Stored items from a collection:
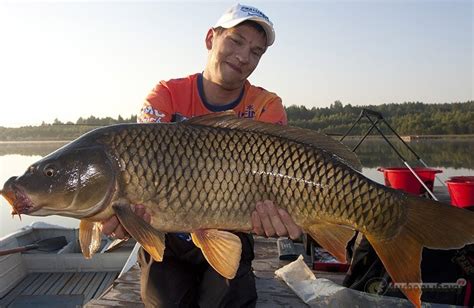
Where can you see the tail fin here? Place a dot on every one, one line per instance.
(429, 224)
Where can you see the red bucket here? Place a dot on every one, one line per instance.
(461, 190)
(401, 178)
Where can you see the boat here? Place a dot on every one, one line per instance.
(57, 277)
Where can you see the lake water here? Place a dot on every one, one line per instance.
(453, 157)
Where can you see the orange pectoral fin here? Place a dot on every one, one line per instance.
(401, 257)
(221, 249)
(89, 238)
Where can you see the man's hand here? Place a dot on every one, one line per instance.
(268, 220)
(113, 227)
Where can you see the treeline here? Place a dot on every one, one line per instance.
(60, 130)
(411, 118)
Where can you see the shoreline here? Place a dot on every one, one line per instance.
(335, 136)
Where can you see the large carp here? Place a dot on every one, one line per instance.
(205, 176)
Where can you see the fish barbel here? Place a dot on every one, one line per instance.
(205, 176)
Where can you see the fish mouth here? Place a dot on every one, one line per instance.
(19, 200)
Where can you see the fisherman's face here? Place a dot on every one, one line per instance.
(233, 55)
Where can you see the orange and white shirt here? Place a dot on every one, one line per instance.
(183, 98)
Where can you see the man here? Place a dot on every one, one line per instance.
(235, 46)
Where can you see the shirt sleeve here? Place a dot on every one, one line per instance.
(274, 112)
(157, 107)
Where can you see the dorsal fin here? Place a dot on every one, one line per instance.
(228, 119)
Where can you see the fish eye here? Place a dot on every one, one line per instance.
(49, 170)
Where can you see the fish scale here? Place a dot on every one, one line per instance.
(257, 167)
(209, 172)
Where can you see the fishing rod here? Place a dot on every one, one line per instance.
(367, 113)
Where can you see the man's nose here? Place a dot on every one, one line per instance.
(243, 56)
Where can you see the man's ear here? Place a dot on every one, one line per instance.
(209, 38)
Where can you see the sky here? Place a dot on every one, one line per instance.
(71, 59)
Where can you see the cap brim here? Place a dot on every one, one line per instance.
(266, 27)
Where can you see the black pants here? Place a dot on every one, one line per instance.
(185, 279)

SET TASK: Print every one of the rows above word for word, leaving out the pictures.

ANSWER TO THE TASK:
Where can you see the tail fin here? Place a dot on every one, one line per instance.
(429, 224)
Where can you see the red bucket here? Place a dot on every one, one line per instance.
(461, 190)
(401, 178)
Where can you see the boat here? Place a dot on every one, one line per instance.
(57, 277)
Where can you see the lake water here? Place a dot on every one, one line per instance.
(453, 157)
Where can you see the orange pectoral fin here? Place a dot on every one, one line per instance.
(401, 257)
(221, 249)
(89, 238)
Where can you see the man's hand here? Place a dot on every one, one line per instance.
(268, 220)
(113, 227)
Where can you see the treeline here? Place a dot on every one, one line per instance.
(60, 130)
(411, 118)
Where can you see the shoreline here? Place a dot on every one, one line per instance.
(335, 136)
Where can you see the large carp here? Place a dot on every one, one line per instance.
(205, 176)
Where can you see the fish barbel here? Place a dot on every one, one line per instance.
(205, 176)
Where can you see the fish mouth here? Place a dot on every one, one line per instance.
(19, 200)
Where can you see the fisherman's face here? Place a dot on every one, one line per instance.
(233, 55)
Where can you see the orange and white shirt here? Place a dot on every one, one line per instance.
(183, 98)
Where can you see the man here? Place a dot on every one, one line per instance.
(235, 46)
Where can you see the shirt sleeve here? Place a dot on every one, one line per instance.
(274, 112)
(157, 107)
Where can you see the dorsal fin here? Place a dot on every one, one line per instance.
(228, 119)
Where can you see the fish eye here? Place a dot on every one, one line per instance.
(49, 170)
Where can you see the fish scale here? Place a dot on every one, one line per instance.
(257, 167)
(209, 172)
Where can you see the fishing rod here? Place a dot on every one, one line per instance.
(367, 113)
Where can you see the man's nose here? Place a dot on every one, one line per instance.
(243, 56)
Where can you see the man's ear here? Place a dot on every one, one line per instance.
(209, 38)
Where can you see the sky here? Place a dot on every one, one line per instance.
(71, 59)
Where can you see the cap brim here? Place a dot on every one, one line per instance.
(266, 27)
Where can you see the black pants here? Place a dot on every one, one line per instance.
(185, 279)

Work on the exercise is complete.